I want evolution taught because it's the best explanation for the observed facts; the fact that it inherently debunks the most toxic religious beliefs is just gravy.
Indeed.
It's taken some years to manufacture a generation of the World Socialist's version of the National Socialist Hitler Youths, but, they have done it. A relatively few number years from now these nasty little hardcore statist ignoramuses won't just be voting like mindless followers, they'll be running the show pretty much by themselves. At which point it's highly unlikely Americans (assuming there still is an America) will be fighting over what's being taught in their indoctrination centers..er.."schools."
It's not a far stretch from where we're at now to simply trusting, or at least knowing better than to question, the central planning authorities.
Young Pioneers, JG.
Time to go off topic to the only topic that matters for king and subject alike:
GO RAVENS!
As a Denver "fan" (i.e. LOSER), I have conveniently forgotten about anything "important" happening this weekend other than my own brain's destruction at the hands of vile IPAs.
The purpose of the American Public School system was primarily to indocrinate the Catholic Irish immigrants into becoming proper American Protestants. My have things changed!
The purpose of public schools everywhere is indocrination. Mostly in battles against the Catholic Church. Unfortunately many classical liberals supported these schools since they believed it would teach the kids to be proper liberals and to fight Catholicism.
You want some cheese with that whine, Gladhand?
So did I say anything incorrect? The public schools are clearly no longer interested in promoting mainline Protestantism since School prayer and the bible are banned.
And the classical liberals that supported said schools was clearly a mistake since government funded schools it turns out have an incentive to teach kids to love the government.
You say: "There are persons who lack education," and you turn to the law. But the law is not, in itself, a torch of learning which shines its light abroad. The law extends over a society where some persons have knowledge and others do not; where some citizens need to learn, and others can teach. In this matter of education, the law has only two alternatives: It can permit this transaction of teaching?and?learning to operate freely and without the use of force, or it can force human wills in this matter by taking from some of them enough to pay the teachers who are appointed by government to instruct others, without charge. But in this second case, the law commits legal plunder by violating liberty and property.

▶ _Work to complete_
A. Using the comment thread, answer each question on its own line, with the matching mark:
(i) Why does the first commenter want evolution taught?
(ii) Which team does one commenter cheer for?
(iii) What was the main purpose of the American public school system, according to one commenter?
B. Decide whether each statement agrees with the comment thread. Answer yes or no, and quote the words that settle it.
(i) One commenter says school prayer and the bible are banned in public schools.
(ii) The Denver fan plans to follow this weekend's important events closely.
(iii) The last passage calls the law, in itself, a torch of learning.

▶ _Dataset records_

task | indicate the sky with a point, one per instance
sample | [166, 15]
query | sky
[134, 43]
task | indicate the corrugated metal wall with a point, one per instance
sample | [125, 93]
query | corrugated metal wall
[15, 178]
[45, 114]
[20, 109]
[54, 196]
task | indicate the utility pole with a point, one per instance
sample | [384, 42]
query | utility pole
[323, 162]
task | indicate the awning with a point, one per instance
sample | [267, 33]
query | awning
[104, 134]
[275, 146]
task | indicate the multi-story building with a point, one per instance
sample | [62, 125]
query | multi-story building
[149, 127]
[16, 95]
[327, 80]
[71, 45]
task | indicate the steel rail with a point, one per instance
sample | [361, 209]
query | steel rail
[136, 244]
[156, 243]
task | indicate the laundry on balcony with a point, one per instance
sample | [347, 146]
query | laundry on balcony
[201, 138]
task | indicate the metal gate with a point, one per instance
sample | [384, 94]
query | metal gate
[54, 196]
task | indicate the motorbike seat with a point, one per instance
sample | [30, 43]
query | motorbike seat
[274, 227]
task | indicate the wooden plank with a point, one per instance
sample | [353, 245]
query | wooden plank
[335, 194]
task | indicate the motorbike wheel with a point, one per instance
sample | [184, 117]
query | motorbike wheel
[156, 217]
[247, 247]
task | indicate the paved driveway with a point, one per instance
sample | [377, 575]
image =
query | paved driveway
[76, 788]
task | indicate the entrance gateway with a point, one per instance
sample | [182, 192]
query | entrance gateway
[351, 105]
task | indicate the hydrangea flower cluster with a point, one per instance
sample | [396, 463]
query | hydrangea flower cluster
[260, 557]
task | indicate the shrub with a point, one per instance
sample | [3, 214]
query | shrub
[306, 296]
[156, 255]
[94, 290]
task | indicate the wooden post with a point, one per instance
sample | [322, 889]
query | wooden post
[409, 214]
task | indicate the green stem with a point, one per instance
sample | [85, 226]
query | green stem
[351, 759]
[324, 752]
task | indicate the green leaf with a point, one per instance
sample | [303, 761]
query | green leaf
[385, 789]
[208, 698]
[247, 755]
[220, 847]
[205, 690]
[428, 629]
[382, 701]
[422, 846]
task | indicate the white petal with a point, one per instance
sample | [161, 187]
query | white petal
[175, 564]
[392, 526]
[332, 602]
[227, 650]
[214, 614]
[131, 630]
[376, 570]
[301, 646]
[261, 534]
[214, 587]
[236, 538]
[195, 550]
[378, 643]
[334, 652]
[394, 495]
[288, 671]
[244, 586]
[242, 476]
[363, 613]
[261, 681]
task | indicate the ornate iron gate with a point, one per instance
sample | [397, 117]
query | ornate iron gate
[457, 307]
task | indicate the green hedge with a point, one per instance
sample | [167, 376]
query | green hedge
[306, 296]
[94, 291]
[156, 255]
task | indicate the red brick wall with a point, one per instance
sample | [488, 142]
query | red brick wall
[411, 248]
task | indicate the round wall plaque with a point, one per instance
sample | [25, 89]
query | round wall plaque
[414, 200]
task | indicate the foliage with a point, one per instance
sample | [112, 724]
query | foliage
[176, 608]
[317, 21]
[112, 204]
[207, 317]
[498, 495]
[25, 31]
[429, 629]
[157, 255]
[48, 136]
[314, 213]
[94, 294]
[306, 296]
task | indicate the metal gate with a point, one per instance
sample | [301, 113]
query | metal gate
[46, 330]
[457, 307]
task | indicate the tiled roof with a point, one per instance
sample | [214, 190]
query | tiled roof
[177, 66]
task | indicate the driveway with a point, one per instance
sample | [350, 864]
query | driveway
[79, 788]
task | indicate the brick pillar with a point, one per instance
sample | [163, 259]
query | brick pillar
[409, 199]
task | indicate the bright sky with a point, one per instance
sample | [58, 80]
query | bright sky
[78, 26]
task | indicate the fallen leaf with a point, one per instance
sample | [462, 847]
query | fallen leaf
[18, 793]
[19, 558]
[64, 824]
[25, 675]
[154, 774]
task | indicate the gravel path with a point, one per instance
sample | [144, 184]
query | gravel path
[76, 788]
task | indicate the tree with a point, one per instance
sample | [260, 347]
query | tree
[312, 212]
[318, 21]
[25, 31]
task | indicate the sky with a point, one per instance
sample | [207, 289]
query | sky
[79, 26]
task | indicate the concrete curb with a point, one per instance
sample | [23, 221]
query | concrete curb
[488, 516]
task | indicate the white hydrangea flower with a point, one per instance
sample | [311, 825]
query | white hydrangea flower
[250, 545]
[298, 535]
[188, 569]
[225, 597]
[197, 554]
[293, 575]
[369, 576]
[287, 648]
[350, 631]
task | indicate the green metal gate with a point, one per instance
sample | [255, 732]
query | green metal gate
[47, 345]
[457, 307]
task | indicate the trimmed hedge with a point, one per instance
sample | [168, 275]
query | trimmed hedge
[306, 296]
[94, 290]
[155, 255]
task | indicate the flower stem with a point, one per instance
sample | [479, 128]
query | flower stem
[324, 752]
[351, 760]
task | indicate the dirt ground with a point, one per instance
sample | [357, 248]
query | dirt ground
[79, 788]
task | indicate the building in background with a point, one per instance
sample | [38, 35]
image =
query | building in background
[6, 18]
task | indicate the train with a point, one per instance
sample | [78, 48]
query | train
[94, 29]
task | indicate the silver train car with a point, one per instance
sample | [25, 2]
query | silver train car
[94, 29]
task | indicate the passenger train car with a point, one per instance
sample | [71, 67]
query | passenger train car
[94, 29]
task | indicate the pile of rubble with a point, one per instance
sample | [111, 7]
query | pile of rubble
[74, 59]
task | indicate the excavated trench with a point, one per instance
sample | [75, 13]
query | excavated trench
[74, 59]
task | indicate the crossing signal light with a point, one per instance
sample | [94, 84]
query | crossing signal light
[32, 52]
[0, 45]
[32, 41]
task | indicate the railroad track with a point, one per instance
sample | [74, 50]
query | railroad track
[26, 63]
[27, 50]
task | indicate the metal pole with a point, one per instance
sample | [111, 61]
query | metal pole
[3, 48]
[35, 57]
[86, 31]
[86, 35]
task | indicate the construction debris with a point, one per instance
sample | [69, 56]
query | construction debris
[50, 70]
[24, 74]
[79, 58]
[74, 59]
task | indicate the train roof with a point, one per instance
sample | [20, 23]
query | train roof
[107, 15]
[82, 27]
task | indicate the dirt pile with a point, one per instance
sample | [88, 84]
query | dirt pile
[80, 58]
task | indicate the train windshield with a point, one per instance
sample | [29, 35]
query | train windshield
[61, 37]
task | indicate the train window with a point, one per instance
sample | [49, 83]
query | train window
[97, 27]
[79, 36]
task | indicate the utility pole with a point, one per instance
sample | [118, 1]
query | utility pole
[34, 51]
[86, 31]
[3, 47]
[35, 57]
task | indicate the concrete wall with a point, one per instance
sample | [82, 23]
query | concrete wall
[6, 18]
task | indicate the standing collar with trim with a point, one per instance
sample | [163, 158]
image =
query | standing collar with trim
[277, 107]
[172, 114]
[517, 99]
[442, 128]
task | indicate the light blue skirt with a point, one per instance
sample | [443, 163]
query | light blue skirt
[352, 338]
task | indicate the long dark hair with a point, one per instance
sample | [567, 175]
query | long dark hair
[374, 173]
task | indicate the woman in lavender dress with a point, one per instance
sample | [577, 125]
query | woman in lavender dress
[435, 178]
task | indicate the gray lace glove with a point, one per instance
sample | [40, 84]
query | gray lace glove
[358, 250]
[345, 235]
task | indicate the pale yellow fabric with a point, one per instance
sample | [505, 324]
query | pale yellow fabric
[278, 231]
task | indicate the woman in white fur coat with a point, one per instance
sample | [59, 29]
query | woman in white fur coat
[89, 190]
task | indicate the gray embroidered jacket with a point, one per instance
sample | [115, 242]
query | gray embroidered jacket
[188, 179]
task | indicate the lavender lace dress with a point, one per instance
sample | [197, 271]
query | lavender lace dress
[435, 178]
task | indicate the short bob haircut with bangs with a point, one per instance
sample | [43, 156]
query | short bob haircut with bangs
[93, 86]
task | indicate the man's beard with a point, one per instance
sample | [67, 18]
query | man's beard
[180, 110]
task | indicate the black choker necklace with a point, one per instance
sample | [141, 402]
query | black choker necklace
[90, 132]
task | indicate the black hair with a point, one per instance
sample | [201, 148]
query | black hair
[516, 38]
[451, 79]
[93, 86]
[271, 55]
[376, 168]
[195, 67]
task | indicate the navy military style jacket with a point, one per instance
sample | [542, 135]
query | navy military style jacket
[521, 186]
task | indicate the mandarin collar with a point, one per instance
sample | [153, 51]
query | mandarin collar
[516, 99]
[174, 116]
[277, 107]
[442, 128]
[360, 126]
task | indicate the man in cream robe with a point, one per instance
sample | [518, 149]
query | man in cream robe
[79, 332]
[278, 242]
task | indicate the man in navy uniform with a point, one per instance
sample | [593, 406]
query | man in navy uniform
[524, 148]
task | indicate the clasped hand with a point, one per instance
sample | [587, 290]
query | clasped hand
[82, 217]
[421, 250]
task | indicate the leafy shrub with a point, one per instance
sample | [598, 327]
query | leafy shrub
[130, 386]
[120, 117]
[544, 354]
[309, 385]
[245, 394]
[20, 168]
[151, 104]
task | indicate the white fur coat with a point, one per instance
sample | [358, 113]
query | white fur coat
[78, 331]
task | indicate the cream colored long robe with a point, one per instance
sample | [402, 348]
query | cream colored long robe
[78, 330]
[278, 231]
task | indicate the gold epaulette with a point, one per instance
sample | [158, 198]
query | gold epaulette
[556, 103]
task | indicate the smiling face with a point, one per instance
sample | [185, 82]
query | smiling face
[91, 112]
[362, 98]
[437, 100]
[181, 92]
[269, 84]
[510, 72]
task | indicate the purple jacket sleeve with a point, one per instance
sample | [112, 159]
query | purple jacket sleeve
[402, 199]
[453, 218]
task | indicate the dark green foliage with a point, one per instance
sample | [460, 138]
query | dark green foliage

▶ _Solutions to the exercise_
A.
(i) Because it's the best explanation for the observed facts.
(ii) The Ravens.
(iii) To turn Catholic Irish immigrants into proper American Protestants.

B.
(i) Yes: "School prayer and the bible are banned."
(ii) No: "I have conveniently forgotten about anything "important" happening this weekend other than my own brain's destruction at the hands of vile IPAs."
(iii) No: "the law is not, in itself, a torch of learning which shines its light abroad."